(EXTRACT begins)

One thing owners should look into is who is really in control of the timeshare resorts' association.  If they do not have a member controlled HOA board, they need to press for one immediately.  Developer control is a huge conflict of interest.

As to exchanging, you might check to see if any of these exchange companies will take deposits:

www.tradingplaces.com
www.daelive.com
www.platinuminterchange.com
www.htse.net
www.redweek.com


----------



## pammypooh2u (May 27, 2010)

*Help Anyone*

I am a time share owner at Nottingham Village.  The Daily Mail printed an article today about the fact that the bankruptcy for Friar tuck is being converted to a Chapter 7 yesterday.  In the article it states that:
"A timeshare holder who contacted The Daily Mail last week had said they reached out to the state attorney general’s office regarding the situation at the Friar Tuck resort.

The shareholder said the attorney general’s office recommended a coalition of shareholders pool their resources for legal counsel in the matter, in the event they were unable to individually afford legal fees.

To date, no known coalition has been formed."

Is there anyone else out there that is in the same boat as I am?   I am beside myself and dont know what to do.  

If anyone has any suggestions or would like to help form a coalition, please let me know.  I would like to be able to do something to get my money back.


----------



## carl2591 (May 29, 2010)

guildernet said:


> I got the same letter in the mail last night. I have complained to the resort for years about the condition of it. I still owe a pretty good size on loan I used to purchase it.

(EXTRACT ends)
(DATASET RECORDS begins)

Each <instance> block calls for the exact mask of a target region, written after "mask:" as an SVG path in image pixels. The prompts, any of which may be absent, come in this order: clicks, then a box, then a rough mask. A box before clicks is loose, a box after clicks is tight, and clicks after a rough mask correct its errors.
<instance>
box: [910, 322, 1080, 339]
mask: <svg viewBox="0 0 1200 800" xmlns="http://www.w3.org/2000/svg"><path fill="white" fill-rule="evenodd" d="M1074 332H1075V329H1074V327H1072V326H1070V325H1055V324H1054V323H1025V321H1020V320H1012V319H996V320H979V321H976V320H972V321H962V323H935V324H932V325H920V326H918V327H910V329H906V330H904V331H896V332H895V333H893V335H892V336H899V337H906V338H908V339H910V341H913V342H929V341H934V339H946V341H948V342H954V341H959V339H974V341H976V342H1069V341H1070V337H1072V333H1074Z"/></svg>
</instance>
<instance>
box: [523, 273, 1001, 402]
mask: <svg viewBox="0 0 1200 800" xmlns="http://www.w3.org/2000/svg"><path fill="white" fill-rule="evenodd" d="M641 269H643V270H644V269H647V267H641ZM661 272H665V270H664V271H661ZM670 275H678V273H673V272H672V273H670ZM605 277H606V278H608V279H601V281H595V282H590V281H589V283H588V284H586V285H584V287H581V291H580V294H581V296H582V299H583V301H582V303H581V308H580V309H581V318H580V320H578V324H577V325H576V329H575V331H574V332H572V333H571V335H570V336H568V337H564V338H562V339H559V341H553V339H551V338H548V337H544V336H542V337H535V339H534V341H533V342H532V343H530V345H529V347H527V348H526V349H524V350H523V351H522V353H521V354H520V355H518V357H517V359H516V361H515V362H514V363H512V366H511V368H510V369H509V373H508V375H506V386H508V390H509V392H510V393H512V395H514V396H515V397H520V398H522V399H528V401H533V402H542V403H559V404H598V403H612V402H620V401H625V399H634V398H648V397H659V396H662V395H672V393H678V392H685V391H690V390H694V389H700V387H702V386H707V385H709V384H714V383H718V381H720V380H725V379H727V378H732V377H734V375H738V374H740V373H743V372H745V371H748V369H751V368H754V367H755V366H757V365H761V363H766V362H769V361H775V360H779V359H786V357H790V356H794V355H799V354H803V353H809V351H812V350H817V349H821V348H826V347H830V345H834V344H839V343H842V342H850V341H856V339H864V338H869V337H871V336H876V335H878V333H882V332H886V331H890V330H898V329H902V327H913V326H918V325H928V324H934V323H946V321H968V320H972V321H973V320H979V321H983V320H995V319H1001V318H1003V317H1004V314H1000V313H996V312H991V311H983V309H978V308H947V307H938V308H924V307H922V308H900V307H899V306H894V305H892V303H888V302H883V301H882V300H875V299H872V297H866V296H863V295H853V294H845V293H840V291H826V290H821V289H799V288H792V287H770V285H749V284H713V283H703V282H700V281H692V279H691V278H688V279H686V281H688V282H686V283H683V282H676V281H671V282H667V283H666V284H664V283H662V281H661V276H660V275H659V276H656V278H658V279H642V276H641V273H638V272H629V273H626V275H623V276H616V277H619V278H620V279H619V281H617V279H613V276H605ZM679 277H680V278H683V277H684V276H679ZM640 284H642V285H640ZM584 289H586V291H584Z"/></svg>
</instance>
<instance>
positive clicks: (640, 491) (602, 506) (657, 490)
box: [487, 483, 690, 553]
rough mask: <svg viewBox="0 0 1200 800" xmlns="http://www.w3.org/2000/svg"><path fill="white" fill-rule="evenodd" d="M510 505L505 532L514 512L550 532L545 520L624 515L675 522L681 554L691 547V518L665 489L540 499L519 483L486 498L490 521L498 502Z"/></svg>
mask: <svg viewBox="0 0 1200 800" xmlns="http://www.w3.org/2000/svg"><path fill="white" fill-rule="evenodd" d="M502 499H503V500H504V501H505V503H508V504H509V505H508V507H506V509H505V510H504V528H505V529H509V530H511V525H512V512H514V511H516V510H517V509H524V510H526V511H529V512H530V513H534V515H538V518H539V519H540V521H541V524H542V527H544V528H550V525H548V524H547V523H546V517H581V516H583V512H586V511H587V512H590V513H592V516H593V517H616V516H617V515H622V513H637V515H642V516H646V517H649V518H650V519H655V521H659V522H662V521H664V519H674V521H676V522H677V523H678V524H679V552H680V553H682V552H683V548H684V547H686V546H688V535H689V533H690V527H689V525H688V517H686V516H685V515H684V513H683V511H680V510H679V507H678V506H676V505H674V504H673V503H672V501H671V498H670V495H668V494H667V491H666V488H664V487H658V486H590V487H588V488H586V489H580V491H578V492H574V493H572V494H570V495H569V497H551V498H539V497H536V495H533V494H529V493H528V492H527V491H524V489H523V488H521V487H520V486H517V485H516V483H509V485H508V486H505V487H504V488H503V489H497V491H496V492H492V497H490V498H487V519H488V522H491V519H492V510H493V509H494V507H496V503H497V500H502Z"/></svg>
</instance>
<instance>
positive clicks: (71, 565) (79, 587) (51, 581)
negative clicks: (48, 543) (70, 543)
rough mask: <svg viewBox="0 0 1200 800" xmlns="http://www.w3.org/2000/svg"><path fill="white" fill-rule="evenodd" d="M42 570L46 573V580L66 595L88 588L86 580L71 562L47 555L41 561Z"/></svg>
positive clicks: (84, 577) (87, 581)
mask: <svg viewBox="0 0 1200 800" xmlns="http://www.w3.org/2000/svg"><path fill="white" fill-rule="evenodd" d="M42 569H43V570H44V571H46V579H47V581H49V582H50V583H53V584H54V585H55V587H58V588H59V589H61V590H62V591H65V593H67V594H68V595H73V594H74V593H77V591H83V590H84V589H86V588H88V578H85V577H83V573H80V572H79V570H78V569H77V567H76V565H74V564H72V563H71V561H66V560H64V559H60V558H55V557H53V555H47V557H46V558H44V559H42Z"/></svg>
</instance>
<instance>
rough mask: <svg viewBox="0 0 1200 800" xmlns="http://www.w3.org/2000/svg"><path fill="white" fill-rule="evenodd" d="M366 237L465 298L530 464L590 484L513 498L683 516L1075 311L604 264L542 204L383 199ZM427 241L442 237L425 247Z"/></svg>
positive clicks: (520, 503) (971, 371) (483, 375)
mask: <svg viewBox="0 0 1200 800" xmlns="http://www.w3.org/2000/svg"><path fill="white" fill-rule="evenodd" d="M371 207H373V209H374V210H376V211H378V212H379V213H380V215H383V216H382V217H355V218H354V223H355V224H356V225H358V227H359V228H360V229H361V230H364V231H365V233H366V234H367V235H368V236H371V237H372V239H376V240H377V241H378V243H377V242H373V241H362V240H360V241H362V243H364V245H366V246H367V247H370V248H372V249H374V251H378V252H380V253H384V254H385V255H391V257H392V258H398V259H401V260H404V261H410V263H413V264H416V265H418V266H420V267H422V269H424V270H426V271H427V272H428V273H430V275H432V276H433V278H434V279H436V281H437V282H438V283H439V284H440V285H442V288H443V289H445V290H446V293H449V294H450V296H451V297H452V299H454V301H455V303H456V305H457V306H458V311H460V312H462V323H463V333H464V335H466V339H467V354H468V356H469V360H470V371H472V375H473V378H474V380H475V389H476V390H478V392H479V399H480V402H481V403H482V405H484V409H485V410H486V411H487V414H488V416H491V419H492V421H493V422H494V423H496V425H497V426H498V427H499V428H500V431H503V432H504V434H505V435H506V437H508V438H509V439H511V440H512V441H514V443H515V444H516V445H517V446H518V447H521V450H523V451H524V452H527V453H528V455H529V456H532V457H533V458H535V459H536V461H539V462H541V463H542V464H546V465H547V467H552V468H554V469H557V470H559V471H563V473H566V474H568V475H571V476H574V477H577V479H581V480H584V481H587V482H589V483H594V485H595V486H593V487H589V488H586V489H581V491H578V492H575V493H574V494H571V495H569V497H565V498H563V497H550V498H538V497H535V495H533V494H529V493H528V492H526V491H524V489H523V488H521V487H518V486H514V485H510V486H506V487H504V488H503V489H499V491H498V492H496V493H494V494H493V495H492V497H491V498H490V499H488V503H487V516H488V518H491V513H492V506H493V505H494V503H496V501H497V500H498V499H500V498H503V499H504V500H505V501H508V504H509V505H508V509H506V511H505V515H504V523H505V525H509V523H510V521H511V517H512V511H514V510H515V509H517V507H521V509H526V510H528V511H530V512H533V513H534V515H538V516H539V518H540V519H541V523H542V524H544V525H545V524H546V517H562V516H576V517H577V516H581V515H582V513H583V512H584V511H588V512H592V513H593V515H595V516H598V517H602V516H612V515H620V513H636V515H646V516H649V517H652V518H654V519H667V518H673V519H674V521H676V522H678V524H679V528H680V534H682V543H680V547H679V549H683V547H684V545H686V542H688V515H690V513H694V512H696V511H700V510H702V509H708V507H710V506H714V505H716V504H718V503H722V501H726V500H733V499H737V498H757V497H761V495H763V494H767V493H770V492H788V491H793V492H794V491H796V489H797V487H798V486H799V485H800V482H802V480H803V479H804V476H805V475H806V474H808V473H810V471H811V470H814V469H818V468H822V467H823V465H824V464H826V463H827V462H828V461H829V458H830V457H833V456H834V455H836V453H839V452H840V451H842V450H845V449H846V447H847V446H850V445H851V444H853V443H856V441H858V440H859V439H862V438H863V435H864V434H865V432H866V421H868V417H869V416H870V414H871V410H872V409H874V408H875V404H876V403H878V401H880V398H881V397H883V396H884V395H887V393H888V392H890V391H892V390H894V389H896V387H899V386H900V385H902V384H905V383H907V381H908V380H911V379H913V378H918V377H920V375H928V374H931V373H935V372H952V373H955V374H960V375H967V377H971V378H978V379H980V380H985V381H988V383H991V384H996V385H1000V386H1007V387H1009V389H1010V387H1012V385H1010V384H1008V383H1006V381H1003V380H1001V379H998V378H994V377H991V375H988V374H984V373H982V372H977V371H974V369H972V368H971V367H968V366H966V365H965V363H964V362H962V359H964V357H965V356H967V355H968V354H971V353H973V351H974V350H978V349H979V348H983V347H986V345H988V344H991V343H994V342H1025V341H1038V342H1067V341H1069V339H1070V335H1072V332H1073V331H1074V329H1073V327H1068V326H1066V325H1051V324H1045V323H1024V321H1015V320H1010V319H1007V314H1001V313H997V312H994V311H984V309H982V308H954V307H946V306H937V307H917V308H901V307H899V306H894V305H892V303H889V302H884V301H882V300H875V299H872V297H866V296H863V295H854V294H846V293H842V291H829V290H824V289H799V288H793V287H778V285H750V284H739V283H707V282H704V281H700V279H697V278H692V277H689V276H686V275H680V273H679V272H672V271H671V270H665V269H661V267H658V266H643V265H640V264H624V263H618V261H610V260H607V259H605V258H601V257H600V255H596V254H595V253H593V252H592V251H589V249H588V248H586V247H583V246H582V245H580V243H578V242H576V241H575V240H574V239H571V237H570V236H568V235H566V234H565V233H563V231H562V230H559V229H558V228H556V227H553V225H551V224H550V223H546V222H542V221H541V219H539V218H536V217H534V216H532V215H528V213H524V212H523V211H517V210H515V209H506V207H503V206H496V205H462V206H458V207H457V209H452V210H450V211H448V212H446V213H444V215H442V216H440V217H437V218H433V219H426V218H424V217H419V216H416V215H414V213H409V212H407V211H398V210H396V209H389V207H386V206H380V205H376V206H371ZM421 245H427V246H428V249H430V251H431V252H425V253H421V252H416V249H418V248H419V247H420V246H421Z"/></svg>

(DATASET RECORDS ends)

#### YOUR TASK
Answer these about the timeshare forum thread:
(a) Which website is the last one listed for exchange companies that may take deposits?
(b) At which resort does pammypooh2u own a timeshare?
(c) To which chapter is the Friar Tuck bankruptcy being converted?
The lines have no connection to the text.

#### TASK OUTPUT
(a) www.redweek.com
(b) Nottingham Village
(c) Chapter 7